[Dataset records Boundary: Start]

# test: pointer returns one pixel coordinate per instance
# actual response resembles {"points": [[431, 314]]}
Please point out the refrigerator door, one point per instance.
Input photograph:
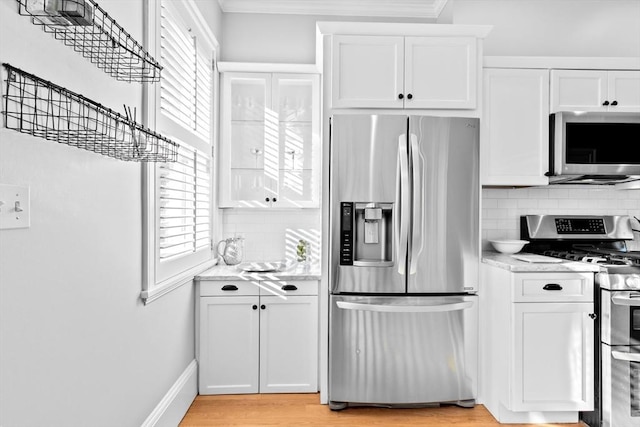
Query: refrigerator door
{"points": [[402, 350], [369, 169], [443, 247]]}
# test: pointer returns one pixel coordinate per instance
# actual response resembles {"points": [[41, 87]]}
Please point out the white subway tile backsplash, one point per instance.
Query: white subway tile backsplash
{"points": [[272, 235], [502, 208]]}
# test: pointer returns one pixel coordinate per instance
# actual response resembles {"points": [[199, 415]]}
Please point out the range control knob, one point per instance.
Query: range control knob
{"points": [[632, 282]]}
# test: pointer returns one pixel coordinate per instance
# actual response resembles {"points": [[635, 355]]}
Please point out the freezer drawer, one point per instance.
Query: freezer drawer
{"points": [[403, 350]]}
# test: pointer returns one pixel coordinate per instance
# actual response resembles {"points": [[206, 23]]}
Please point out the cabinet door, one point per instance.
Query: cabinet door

[Dataset records Boundary: End]
[Dataset records Boundary: Start]

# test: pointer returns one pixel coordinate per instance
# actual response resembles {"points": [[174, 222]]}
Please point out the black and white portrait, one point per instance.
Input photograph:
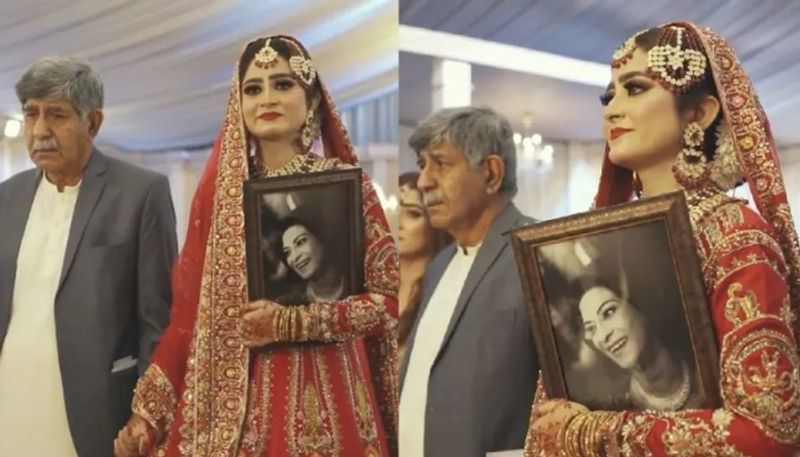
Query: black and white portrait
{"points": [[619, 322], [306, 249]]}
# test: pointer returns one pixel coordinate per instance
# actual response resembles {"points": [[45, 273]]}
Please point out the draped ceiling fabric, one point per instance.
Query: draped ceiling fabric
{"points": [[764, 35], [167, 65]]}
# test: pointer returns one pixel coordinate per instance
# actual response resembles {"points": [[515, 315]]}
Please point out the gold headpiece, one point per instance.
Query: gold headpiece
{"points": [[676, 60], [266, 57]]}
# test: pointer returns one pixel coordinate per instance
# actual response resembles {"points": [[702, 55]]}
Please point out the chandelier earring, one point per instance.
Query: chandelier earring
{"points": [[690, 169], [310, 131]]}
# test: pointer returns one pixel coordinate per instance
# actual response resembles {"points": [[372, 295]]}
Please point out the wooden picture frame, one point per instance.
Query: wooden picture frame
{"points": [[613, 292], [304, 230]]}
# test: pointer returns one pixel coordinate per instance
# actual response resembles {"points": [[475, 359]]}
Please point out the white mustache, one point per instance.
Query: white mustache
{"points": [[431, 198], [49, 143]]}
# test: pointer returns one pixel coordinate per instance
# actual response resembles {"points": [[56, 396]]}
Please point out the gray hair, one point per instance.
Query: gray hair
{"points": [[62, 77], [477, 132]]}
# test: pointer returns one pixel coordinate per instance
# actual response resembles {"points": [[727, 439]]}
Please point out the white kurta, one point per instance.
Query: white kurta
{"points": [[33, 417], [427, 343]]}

[Dataset records Boundary: End]
[Dataset records Boundary: Start]

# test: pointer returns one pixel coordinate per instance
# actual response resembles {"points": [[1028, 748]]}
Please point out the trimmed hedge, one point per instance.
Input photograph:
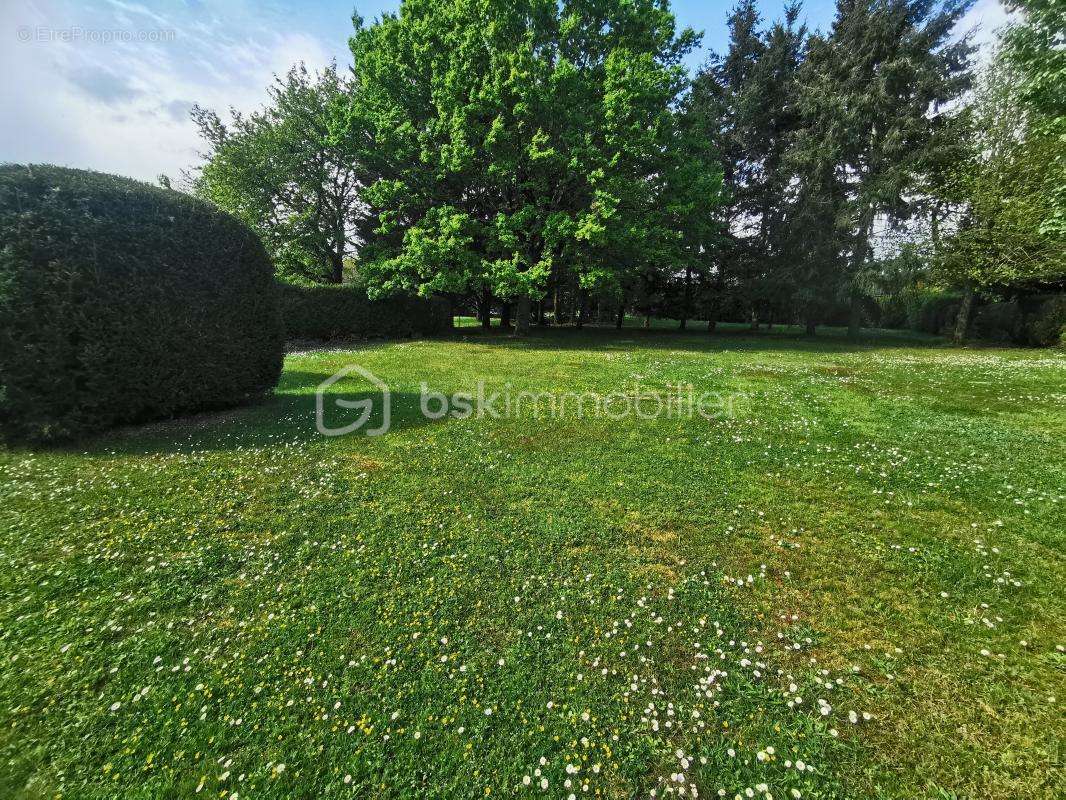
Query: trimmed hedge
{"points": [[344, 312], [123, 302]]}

[Dataset records Boundary: End]

Problem to work on:
Give the number of lines in the entries above that include the string "cabinet". No other output is expected.

Exercise output:
2